§ **CONSEGNA**:
Estrai per favore il testo sulla scrittura geroglifica cretese e riportalo per intero, senza alcuna modifica.

La scrittura legata alle immagini è detta “geroglifica“: viene istintivamente da pensare all’antico Egitto. Ma anche quella cretese è una civiltà la cui scrittura è stata definita in eguale maniera. Non perché abbia delle affinità con quella dei monumenti delle millenarie dinastie faraoniche, ma perché, per l’appunto, parte da una prima impostazione legata alla raffigurazione in immagini di suoni e concetti. Ci troviamo in ambiti di sviluppo sociale in cui non esiste ancora una vera e propria scrittura narrativa. Non vi sono racconti o poesie, versi o trascrizioni di storie.

Più che altro si sono ritrovati reperti di monili, oggetti, gioielli e suppellettili su cui sono state rinvenute delle scritte. Forse i nomi dei casati cui appartenevano. Siamo nel campo delle ipotesi, perché molte di queste scritte in “geroglifico cretese” rimangono indecifrabili. Così come resta un vero e proprio mistero il già citato Disco di Festo. Lo scoprì nel 1908 un architetto italiano, Luigi Pernier. Qualcuno pensò malevolmente che, per avere quindici minuti di celebrità, lo studioso lo avesse prodotto di sua mano. Ma non era così. Il disco, che contiene centinaia di segni grafici è un vero e proprio mistero.

§ **DATI FORNITI**:

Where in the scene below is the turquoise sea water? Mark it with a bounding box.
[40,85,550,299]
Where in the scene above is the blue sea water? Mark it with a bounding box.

§ **SOLUZIONE**:
La scrittura legata alle immagini è detta “geroglifica“: viene istintivamente da pensare all’antico Egitto. Ma anche quella cretese è una civiltà la cui scrittura è stata definita in eguale maniera. Non perché abbia delle affinità con quella dei monumenti delle millenarie dinastie faraoniche, ma perché, per l’appunto, parte da una prima impostazione legata alla raffigurazione in immagini di suoni e concetti. Ci troviamo in ambiti di sviluppo sociale in cui non esiste ancora una vera e propria scrittura narrativa. Non vi sono racconti o poesie, versi o trascrizioni di storie.

Più che altro si sono ritrovati reperti di monili, oggetti, gioielli e suppellettili su cui sono state rinvenute delle scritte. Forse i nomi dei casati cui appartenevano. Siamo nel campo delle ipotesi, perché molte di queste scritte in “geroglifico cretese” rimangono indecifrabili. Così come resta un vero e proprio mistero il già citato Disco di Festo. Lo scoprì nel 1908 un architetto italiano, Luigi Pernier. Qualcuno pensò malevolmente che, per avere quindici minuti di celebrità, lo studioso lo avesse prodotto di sua mano. Ma non era così. Il disco, che contiene centinaia di segni grafici è un vero e proprio mistero.